You're just too tired.
Not in pain, not numb, not tingly, just tired.
I have maybe two or three weeks of extreme fatigue a year. Not enough to hinder my ability to work or function on a regular basis, but they are horrible weeks. It's like everything is impossible. It's not even that you feel like you want to constantly sleep, you just don't have any energy, and there is no reason. It always makes me feel horrible. I will have absolutely no excuse to be tired, I will have had a good nights sleep, maybe even slept in, but it feels like I haven't slept in days. It's really hard to explain that, no, I'm not being lazy, but my body physically will not allow me to do things.

▶ Data records:
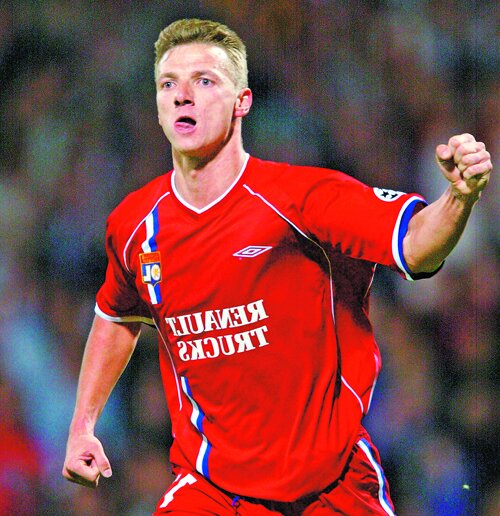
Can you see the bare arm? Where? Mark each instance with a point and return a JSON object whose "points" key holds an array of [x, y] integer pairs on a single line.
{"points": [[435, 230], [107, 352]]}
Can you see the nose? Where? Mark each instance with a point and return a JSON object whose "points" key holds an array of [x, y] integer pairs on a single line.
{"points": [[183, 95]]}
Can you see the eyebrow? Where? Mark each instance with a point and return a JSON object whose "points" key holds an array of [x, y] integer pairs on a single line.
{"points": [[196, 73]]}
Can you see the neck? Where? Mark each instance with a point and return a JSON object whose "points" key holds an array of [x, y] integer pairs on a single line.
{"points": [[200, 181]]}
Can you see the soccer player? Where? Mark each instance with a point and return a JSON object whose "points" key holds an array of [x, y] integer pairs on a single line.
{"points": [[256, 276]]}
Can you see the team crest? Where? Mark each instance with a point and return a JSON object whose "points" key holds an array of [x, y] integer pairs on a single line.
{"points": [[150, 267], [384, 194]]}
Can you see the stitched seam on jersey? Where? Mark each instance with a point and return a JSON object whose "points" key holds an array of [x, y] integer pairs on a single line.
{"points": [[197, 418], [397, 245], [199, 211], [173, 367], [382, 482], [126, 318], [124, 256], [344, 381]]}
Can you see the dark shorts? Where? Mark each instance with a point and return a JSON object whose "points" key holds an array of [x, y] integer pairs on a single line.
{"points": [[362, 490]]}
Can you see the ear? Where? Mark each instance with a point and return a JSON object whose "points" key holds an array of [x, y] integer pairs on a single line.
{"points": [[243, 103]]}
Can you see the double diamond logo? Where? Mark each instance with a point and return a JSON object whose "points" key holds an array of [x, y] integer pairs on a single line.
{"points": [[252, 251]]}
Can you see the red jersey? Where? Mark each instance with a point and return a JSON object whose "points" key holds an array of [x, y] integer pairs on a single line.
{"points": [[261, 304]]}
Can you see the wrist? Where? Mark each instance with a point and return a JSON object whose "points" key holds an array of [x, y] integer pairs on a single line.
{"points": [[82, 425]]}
==
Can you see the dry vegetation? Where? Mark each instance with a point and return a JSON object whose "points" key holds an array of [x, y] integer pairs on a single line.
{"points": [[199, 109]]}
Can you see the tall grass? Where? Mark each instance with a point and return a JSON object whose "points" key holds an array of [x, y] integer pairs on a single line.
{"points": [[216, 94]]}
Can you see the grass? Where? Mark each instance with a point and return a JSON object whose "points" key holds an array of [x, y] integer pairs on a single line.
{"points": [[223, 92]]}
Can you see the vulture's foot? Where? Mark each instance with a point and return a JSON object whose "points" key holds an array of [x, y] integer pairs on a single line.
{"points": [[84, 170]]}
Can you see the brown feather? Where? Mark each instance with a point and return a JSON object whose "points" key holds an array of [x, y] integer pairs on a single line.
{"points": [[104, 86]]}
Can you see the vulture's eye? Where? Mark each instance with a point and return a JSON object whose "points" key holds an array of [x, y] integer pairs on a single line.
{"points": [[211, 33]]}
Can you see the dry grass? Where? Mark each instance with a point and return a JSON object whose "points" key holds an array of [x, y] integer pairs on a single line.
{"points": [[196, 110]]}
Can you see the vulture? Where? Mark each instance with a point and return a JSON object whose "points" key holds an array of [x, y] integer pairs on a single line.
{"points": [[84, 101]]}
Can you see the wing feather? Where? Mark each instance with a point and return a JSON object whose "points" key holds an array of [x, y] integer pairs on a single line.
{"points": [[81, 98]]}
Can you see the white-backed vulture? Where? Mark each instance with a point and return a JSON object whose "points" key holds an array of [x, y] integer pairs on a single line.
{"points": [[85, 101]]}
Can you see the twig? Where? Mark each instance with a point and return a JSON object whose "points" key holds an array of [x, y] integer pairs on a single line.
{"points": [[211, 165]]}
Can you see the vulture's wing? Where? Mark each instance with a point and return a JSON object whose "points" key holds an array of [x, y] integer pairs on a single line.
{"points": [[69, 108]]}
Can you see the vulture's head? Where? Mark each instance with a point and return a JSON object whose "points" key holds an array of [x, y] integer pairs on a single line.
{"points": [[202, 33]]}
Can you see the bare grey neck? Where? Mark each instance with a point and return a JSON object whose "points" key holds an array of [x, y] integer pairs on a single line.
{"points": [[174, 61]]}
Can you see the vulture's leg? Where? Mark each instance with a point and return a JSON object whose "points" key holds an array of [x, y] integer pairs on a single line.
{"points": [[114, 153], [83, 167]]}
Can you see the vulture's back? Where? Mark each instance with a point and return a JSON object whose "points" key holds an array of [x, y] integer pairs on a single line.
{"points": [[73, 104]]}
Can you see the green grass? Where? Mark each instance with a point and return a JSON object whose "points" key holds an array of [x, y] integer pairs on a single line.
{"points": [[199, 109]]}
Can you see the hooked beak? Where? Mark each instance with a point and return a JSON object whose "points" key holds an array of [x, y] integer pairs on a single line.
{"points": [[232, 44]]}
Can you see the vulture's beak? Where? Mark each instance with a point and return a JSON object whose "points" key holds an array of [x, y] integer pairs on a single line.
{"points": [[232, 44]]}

▶ What to work on:
• 1. Answer these questions from the fatigue passage:
(a) How many weeks of extreme fatigue does the writer have each year?
(b) Which three sensations does the writer say are absent from this tiredness?
(c) Even after a good night's sleep, what does the writer say it feels like?
• 2. Write a continuation of the fatigue passage that picks up right after its final sentence.
The rows have nothing to do with the fatigue passage.

▶ Answers to the exercises:
• 1.
(a) Maybe two or three weeks.
(b) Pain, numbness, and tingling.
(c) It feels like not having slept in days.

• 2.
I'm generally a pretty tidy person, clutter drives me nuts. But when I get on these fatigue kicks, I have zero energy to do anything about the clutter that's driving me nuts. I leave the clothes on the floor, the papers all of over my desk, and my bed unmade. A good way of seeing what kind of day I'm having is to look in my room to see if my bed is made, but don't do that, that's creepy. It just makes me feel gross to not be able to do such simple tasks. My absolute least favorite thing about being fatigued is cooking. When I'm alone I have zero desire to cook anything. I'm vegan, so I tend to have to do a lot of cooking. I get too tired to cook which puts me in a bad mood because I'm hungry, but then the being hungry gets me ever more tired. Its an annoying never ending loop for days. I have had more granola bars for meals this week than anyone ever should. If I never had a granola bar again for a long time that would be great.
I came across this video a year or so ago and it was awesome seeing someone else explain exactly how I felt, especially someone my own age. Generally, most MS groups and forums are filled with people much older than me.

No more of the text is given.